Task directions
Repeat every line exactly, keeping the pictures out of the copy.

Excerpts of pointing data:
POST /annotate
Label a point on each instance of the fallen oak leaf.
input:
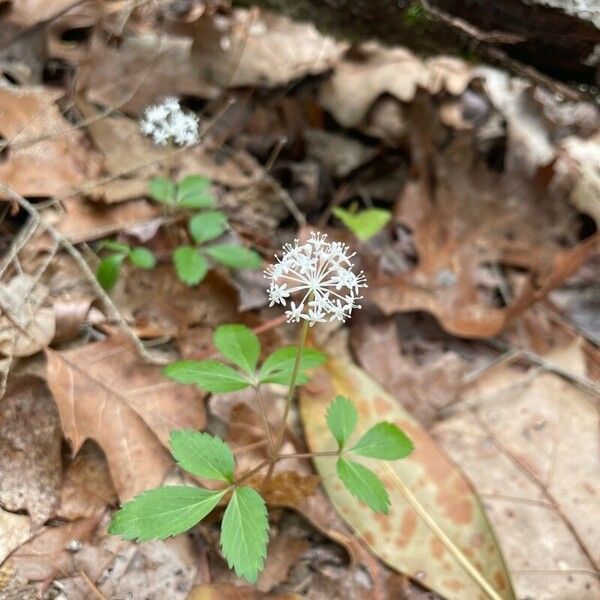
(105, 392)
(400, 539)
(30, 449)
(529, 441)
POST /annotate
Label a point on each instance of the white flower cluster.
(167, 121)
(322, 272)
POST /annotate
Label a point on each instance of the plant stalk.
(289, 398)
(263, 413)
(458, 555)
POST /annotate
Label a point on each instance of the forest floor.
(471, 198)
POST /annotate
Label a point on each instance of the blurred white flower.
(323, 273)
(167, 121)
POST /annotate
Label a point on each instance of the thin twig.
(74, 253)
(526, 470)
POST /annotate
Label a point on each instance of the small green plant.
(321, 274)
(109, 268)
(364, 224)
(192, 261)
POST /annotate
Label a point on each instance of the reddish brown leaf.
(106, 393)
(401, 539)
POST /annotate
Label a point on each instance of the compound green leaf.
(385, 441)
(207, 226)
(401, 539)
(210, 375)
(279, 365)
(234, 257)
(194, 191)
(364, 224)
(341, 420)
(142, 258)
(364, 484)
(244, 533)
(163, 512)
(203, 455)
(239, 344)
(162, 190)
(190, 265)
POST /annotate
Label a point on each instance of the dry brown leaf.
(83, 221)
(140, 70)
(466, 225)
(14, 531)
(157, 303)
(366, 74)
(577, 169)
(229, 591)
(284, 553)
(263, 49)
(53, 166)
(400, 538)
(50, 553)
(422, 385)
(530, 444)
(27, 323)
(30, 12)
(105, 392)
(87, 486)
(30, 449)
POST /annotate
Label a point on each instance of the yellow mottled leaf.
(400, 538)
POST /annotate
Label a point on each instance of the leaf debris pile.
(473, 198)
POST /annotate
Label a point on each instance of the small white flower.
(167, 121)
(278, 294)
(295, 313)
(323, 273)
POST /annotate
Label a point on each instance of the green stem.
(290, 397)
(263, 412)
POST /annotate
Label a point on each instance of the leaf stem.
(310, 454)
(263, 412)
(458, 555)
(261, 465)
(290, 397)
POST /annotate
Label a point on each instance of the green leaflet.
(163, 512)
(210, 375)
(191, 266)
(203, 455)
(239, 344)
(364, 484)
(279, 365)
(244, 533)
(364, 223)
(385, 441)
(207, 226)
(341, 420)
(108, 270)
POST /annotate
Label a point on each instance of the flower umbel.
(167, 121)
(323, 273)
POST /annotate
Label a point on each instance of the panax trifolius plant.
(318, 280)
(167, 123)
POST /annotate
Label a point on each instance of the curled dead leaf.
(529, 442)
(105, 392)
(400, 539)
(30, 449)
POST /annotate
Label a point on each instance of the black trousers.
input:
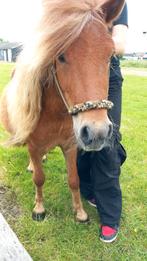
(99, 171)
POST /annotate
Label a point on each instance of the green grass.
(59, 237)
(134, 64)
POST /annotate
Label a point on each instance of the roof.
(7, 45)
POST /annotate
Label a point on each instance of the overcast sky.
(16, 16)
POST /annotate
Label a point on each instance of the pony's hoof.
(38, 216)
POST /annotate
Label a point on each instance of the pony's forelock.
(61, 23)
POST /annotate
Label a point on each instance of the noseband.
(85, 106)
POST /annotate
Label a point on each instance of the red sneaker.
(108, 234)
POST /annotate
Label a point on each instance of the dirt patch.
(8, 206)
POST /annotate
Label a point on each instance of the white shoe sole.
(109, 240)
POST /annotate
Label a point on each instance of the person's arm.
(119, 31)
(119, 36)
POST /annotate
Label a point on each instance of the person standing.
(99, 171)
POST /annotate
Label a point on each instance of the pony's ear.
(111, 9)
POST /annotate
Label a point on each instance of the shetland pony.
(58, 93)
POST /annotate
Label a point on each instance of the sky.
(18, 16)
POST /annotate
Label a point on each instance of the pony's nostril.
(85, 135)
(110, 130)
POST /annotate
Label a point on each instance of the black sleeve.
(123, 18)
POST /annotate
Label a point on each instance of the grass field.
(134, 64)
(59, 237)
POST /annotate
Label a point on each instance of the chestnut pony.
(58, 93)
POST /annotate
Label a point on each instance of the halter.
(85, 106)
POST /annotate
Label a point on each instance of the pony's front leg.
(38, 178)
(73, 181)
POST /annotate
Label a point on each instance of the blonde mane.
(61, 23)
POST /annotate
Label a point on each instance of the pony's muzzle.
(95, 137)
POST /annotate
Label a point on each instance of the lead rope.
(59, 89)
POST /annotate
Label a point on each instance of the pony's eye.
(61, 58)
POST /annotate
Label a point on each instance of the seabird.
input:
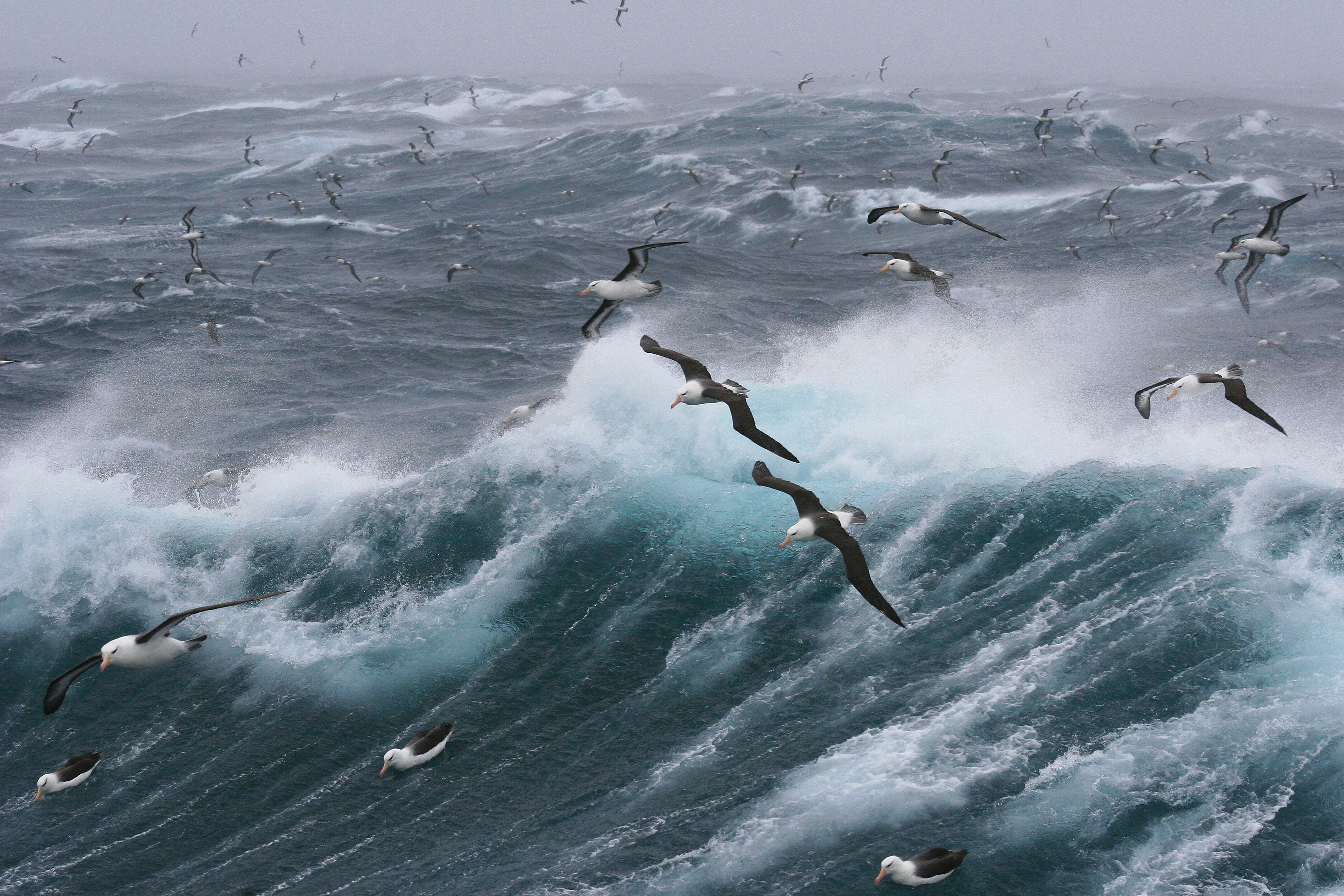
(453, 269)
(940, 163)
(1225, 217)
(142, 281)
(76, 772)
(201, 272)
(927, 215)
(1260, 246)
(342, 261)
(906, 268)
(267, 262)
(211, 328)
(702, 389)
(624, 287)
(1228, 257)
(1234, 390)
(815, 522)
(927, 868)
(146, 651)
(424, 746)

Written answer
POST /annotate
Label a point on each instance of the fallen oak leaf.
input:
(105, 392)
(400, 539)
(30, 449)
(529, 441)
POST /annotate
Label a point on each instance of the white flower cluster.
(167, 121)
(322, 272)
POST /annotate
Label a point on each instance of the plant stalk.
(289, 398)
(263, 413)
(458, 555)
POST /annotate
Label a point on each instance of the forest floor.
(471, 198)
POST /annotate
Label a point on each instance of the blurred white flower.
(323, 273)
(167, 121)
POST /annotate
Label a point on each instance of the thin twig.
(74, 253)
(526, 470)
POST /annotate
Label a point on each instance of the small green plant.
(321, 274)
(109, 268)
(364, 224)
(192, 261)
POST /annotate
Label a point on each instance of the reddish brown leaf.
(106, 393)
(401, 539)
POST /annotate
Label a point on each instance of the compound green leaf.
(385, 441)
(207, 226)
(401, 539)
(210, 375)
(279, 365)
(234, 257)
(194, 191)
(364, 224)
(341, 420)
(142, 258)
(364, 484)
(244, 533)
(163, 512)
(203, 455)
(239, 344)
(162, 190)
(190, 265)
POST /annotate
Label a point on each instance of the dry brown leaf.
(83, 221)
(140, 70)
(466, 225)
(14, 531)
(157, 303)
(366, 74)
(577, 169)
(229, 591)
(284, 553)
(263, 49)
(53, 166)
(400, 538)
(50, 553)
(422, 385)
(530, 444)
(27, 323)
(30, 12)
(105, 392)
(87, 486)
(30, 449)
POST /annotate
Label a point on each instance of the yellow mottled leaf.
(400, 538)
POST /annotate
Label a point on each instance of the leaf debris pile.
(473, 198)
POST /annotate
Label a point on each instance of the small white flower.
(167, 121)
(278, 294)
(295, 313)
(323, 273)
POST /annotate
Label a point on each instance of the green stem.
(290, 397)
(263, 412)
POST /annotate
Label a point on each instance of the leaf stem.
(310, 454)
(263, 412)
(458, 555)
(261, 465)
(290, 397)
POST /annotate
Label a point on each instance of the green leaflet.
(163, 512)
(210, 375)
(191, 266)
(203, 455)
(239, 344)
(364, 484)
(279, 365)
(244, 533)
(364, 223)
(385, 441)
(207, 226)
(341, 420)
(108, 270)
POST /annotate
Label a point on each instance of the flower umbel.
(167, 121)
(323, 273)
POST /annotate
Label a point on each instance of the panax trifolius plant.
(318, 280)
(167, 123)
POST /annotate
Label a point on each instance of the curled dead leaf.
(529, 442)
(105, 392)
(400, 539)
(30, 449)
POST /annotate
Label a point on each instance of the black trousers.
input:
(99, 171)
POST /annotate
Label a point on each instance of the green grass.
(59, 237)
(134, 64)
POST /annotate
Label a point on each instance of the roof.
(7, 45)
POST /annotate
Label a point on each instance of the overcast sky.
(16, 16)
POST /annotate
Label a point on each instance of the pony's hoof.
(38, 216)
POST /annotate
Label a point on each instance of the pony's forelock.
(61, 23)
POST /annotate
Label a point on each instance of the noseband.
(85, 106)
POST /annotate
Label a point on each instance of the red sneaker.
(108, 234)
POST /annotate
Label a point on each instance of the dirt patch.
(8, 206)
POST /annotate
Label a point on each instance of the white shoe sole.
(109, 240)
POST /annotate
Label a point on each instance of the person's arm.
(119, 31)
(119, 36)
POST /annotate
Label a point on each instance of the person standing.
(99, 171)
POST /annotate
Label a point on each instance of the pony's ear.
(111, 9)
POST /annotate
Label a point on each instance of the shetland pony.
(58, 93)
POST /annotate
Label a point on each instance of the sky.
(18, 16)
POST /annotate
Label a point on each instance of the pony's nostril.
(85, 135)
(110, 130)
POST /annotate
Label a point on each instance of the black sleeve.
(123, 18)
POST /annotate
Label a point on each instance of the grass field.
(134, 64)
(59, 237)
POST /annotate
Label a point on each instance of the chestnut pony.
(58, 93)
POST /annotate
Label a point on each instance of the halter.
(85, 106)
POST /annotate
Label a point on each instance of the pony's front leg.
(38, 178)
(73, 181)
POST /annotate
Label a point on each instance of the blonde mane.
(61, 23)
POST /annotate
Label a point on each instance of the pony's muzzle.
(95, 137)
POST /annotate
Label a point on each instance of the lead rope.
(59, 89)
POST /annotate
Label a point on each instance of the pony's eye.
(61, 58)
POST /annotate
Label a point on each instance of the seabird.
input:
(453, 269)
(940, 163)
(1225, 217)
(142, 281)
(76, 772)
(201, 272)
(927, 215)
(1260, 246)
(342, 261)
(906, 268)
(267, 262)
(211, 328)
(702, 389)
(624, 287)
(1228, 257)
(1234, 390)
(815, 522)
(927, 868)
(146, 651)
(424, 746)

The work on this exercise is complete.